CBD is everywhere these days—in lattes and sparkling water, shampoo and toothpaste, marshmallows and potato chips, even lube and workout clothing. But despite its sudden pervasiveness, there’s still a lot of confusion surrounding it. Is it a drug that gets you high? A magical elixir that cures everything from colds to cancer? Should I really be using it in my vagina? And wait, is it even legal? With so many wild claims—and wild products—out there, it’s no wonder many of us are still uncertain about what CBD is and does. Relax. We’ve got you covered. Here, we get to the bottom of some of the most frequently asked questions about CBD.
Are CBD and weed the same thing?
Unfortunately, the comparison isn’t quite that simple. See, CBD is a cannabinoid, a chemical compound found in cannabis plants like—you guessed it—marijuana. But CBD also shows up in marijuana’s sister plant, hemp (yep, the same stuff you wore around your neck in middle school), and in much larger quantities. That’s one reason most CBD goods you see on the market today are derived from hemp. And unlike marijuana, hemp contains very little THC, the cannabinoid responsible for getting you high, so you get the soothing benefits… without the trip.
So, CBD won’t get you high?
Nope. Unlike THC, CBD is non-psychoactive. While both compounds interact with your endocannabinoid system, they don’t do it in the same way.
Endo-what? The endocannabinoid system, or ECS, is a network of receptors that regulates all sorts of processes within the body, from sleep and hunger to stress, memory, and even fertility. THC binds to those receptors, affecting your body and mind in myriad ways (like by giving you the munchies or making you super paranoid). Experts still don’t know exactly how CBD works, but it seems to influence the receptors indirectly, allowing it to positively impact, say, your mood, without altering it.

*Information supplied*.
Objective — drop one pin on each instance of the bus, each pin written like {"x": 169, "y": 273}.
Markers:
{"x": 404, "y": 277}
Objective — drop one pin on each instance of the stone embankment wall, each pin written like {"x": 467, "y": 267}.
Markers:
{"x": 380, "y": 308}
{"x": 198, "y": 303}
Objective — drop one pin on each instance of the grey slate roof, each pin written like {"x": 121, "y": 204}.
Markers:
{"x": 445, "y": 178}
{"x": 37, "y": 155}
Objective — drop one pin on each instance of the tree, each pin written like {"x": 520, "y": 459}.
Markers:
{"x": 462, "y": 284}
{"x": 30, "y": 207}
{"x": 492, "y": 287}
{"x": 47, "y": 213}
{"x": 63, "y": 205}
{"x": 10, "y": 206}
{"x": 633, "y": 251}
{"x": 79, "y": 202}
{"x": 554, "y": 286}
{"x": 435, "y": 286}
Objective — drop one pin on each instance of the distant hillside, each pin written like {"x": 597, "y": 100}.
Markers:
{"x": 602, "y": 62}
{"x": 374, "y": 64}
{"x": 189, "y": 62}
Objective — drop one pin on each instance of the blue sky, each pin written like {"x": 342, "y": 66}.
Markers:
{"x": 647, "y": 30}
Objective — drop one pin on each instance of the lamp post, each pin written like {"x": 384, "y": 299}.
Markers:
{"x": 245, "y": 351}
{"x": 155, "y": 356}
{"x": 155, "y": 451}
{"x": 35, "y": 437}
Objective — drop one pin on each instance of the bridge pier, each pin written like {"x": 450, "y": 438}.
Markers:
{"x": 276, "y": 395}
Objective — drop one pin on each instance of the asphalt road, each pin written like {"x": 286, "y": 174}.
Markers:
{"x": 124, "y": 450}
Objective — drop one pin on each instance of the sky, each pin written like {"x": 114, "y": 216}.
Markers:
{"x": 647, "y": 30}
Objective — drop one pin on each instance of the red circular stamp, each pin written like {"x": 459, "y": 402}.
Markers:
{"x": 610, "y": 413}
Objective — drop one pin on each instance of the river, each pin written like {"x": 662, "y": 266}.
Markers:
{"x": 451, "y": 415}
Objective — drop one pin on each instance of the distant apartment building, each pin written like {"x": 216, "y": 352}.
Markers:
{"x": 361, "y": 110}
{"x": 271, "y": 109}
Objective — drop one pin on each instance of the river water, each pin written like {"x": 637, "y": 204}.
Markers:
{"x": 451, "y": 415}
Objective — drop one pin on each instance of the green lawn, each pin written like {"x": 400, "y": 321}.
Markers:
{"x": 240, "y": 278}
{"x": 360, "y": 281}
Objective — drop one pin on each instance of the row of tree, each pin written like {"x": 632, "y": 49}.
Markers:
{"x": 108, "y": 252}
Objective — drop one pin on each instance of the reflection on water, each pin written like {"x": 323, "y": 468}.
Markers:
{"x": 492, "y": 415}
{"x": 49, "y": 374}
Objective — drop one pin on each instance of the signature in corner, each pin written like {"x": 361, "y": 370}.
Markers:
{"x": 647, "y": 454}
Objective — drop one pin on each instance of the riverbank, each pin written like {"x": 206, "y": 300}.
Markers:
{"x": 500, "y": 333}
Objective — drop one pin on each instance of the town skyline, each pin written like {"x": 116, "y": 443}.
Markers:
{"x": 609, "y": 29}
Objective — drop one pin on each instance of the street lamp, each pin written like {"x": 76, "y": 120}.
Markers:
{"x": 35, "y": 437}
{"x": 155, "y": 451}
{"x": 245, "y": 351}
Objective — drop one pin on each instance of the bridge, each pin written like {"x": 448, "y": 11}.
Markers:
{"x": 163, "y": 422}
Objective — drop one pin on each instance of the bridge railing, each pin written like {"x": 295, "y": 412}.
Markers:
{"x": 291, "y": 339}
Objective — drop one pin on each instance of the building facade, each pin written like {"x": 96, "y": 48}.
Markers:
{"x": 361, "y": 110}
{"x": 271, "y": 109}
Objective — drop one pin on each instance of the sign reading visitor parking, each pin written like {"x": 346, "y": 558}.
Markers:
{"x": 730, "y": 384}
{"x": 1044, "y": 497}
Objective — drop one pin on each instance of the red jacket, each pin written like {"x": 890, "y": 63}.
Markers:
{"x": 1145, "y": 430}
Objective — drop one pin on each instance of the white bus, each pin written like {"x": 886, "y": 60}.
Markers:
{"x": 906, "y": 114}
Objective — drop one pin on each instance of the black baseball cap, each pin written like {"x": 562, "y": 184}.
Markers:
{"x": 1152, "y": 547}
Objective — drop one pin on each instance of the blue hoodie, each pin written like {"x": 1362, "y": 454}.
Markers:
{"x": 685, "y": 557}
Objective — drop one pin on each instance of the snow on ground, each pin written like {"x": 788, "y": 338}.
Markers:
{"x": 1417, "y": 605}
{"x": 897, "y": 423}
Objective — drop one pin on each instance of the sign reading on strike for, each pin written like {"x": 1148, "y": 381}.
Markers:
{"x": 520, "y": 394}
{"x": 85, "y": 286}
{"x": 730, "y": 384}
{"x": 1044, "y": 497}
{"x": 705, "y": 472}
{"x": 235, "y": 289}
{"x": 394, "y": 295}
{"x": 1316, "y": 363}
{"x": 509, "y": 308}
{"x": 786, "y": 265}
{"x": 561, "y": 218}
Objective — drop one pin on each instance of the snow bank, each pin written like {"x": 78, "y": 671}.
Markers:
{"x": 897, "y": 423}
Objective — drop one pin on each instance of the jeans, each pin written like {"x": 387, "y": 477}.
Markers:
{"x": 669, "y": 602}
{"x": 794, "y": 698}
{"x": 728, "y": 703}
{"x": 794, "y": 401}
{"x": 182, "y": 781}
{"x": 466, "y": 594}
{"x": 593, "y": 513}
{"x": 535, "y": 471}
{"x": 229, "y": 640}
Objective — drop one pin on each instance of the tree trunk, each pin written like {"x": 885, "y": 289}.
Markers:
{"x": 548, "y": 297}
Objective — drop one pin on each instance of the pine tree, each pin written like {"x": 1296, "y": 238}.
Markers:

*Assigned task A*. Copy everything in the CBD article from "CBD is everywhere" down to "the same thing?", word for word.
*Assigned task B*. Pick up the CBD article after its final sentence and keep writing it.
The entries have no part in this work.

*Task result A*.
CBD is everywhere these days—in lattes and sparkling water, shampoo and toothpaste, marshmallows and potato chips, even lube and workout clothing. But despite its sudden pervasiveness, there’s still a lot of confusion surrounding it. Is it a drug that gets you high? A magical elixir that cures everything from colds to cancer? Should I really be using it in my vagina? And wait, is it even legal? With so many wild claims—and wild products—out there, it’s no wonder many of us are still uncertain about what CBD is and does. Relax. We’ve got you covered. Here, we get to the bottom of some of the most frequently asked questions about CBD.
Are CBD and weed the same thing?

*Task result B*.
Is CBD really the miracle drug everyone claims?
The truth is, we don’t really know. Research is limited, and there’s still a lot to learn. But doctors and scientists are pretty excited about its potential.
The most studied benefit is CBD’s ability to treat childhood epilepsy (the FDA recently approved the first ever CBD-containing prescription medication, Epidiolex, for rare seizure disorders). Preliminary studies and anecdotal evidence suggest CBD may also be able to help with anxiety, depression, insomnia, chronic pain, skin conditions, menstrual cramps, and digestive issues.
What’s the best way to take CBD?
There’s no one way to take CBD—it depends on your preference and what you’re taking it for. One good option: you can put a few drops of an oil or tincture under your tongue, allowing some CBD to enter your bloodstream directly. The fastest way to get it into your system is by smoking or vaping, but there are potential health drawbacks to these, which means they’re less likely to be recommended by a healthcare professional.
Edibles, drinks, and capsules are other great ways to take CBD. These can take a little longer to kick in, since they have to go through your digestive system, but for a lot of people who don’t love the taste of an oil directly under their tongue, these methods can be more pleasant to consume. Balms, lotions, ointments, and other topical hemp products come in handy for treating localized pain and skin conditions.
Ultimately, the way you get it into your body matters much less than the quality of the CBD itself. Look for a full-plant extract, which means it still contains all the other nutrients from the hemp plant. Not only is hemp chock-full of benefits, but CBD may be more effective when it’s used in tandem with those other compounds. And make sure it comes with a COA, which means it’s been tested by an independent lab for concentration and safety.
How much CBD should I take?
Everyone is different, so the best thing to do is to start low and go slow. We recommend beginning with 10mg per day for a week, then gradually increasing your dosage until you find your sweet spot—the smallest amount you can take while still getting the effect you want. It may take some time; just be patient and consistent.
Are there any side effects?
Most people do well with CBD and experience little to no side effects. And the ones that have been reported (nausea, fatigue, lack of appetite) are pretty mild. But it does have the potential to interact with other medications, so talk to your doctor first.
Will CBD show up on a drug test?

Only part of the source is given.